5. Stir your magnet through the cereal mixture. Iron is heavier than water, so the filings will tend to sink to the bottom. Be patient and thorough with your stirring.
6. Remove the magnet from the cereal and look for tiny black iron filings stuck to the magnet. They will look like pieces of stubble that you might find on a man's face if he hasn't shaved.
7. To see the iron pieces more clearly, rub the magnet against a sheet of white paper, such as what you might find in a computer printer.
Questions for the Scientist
1. Why should you use iron-fortified cereal to perform this experiment?
2. What purpose do you think the water served in this experiment?
3. Do you think your results would have been different had you used milk instead of water?
4. How do you feel about eating cereal with pieces of iron in it? Are you more likely to eat cereal like this, less likely, or just as likely?

[Natural-language object grounding data]

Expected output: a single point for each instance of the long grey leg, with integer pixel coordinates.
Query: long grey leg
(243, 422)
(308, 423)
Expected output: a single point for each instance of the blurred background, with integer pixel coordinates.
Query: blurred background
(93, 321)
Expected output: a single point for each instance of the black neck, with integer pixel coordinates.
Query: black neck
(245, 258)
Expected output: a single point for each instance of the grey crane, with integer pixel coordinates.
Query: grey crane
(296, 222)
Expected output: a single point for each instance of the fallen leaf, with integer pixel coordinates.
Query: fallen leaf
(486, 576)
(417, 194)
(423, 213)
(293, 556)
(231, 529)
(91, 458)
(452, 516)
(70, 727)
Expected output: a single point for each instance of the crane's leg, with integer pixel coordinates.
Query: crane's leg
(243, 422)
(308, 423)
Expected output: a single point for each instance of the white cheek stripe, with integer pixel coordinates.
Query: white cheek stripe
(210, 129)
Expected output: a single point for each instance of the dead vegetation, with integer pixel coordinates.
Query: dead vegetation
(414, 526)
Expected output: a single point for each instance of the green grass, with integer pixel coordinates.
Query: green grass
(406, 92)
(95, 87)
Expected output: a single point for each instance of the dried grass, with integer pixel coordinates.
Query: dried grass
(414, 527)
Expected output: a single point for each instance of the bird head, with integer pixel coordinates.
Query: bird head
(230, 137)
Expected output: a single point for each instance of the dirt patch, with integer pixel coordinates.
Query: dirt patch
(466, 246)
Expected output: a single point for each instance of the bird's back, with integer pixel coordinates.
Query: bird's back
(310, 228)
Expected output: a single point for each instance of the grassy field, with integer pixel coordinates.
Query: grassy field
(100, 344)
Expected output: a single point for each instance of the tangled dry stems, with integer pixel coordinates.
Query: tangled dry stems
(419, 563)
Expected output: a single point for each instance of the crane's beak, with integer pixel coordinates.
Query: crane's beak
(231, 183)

## Task set
a – According to the cereal experiment steps, why do the iron filings tend to sink to the bottom?
b – Carry on the text about finding iron in cereal, starting after its final sentence.

## Outputs in order
a – Because iron is heavier than water.

b –
The brand of cereal you chose to test is not the only brand that has iron in it. Visit a grocery store and find other cereals that contain iron. Look to see if any of them provide “100% of the Recommended Daily Allowance” of iron. You can buy these cereals and do a comparison at home by repeating the experiment with different brands to see which have more iron than others.
You may also wish to compare the cereals that have iron in them with those that do not to see if there is anything these cereals have in common. For example, would you consider these iron-fortified cereals to be “healthy” cereals? Would you like to eat them yourself? Do you think they appeal more to adults or to kids? Part of the fun of doing science experiments is making up new questions and then finding ways to answer them.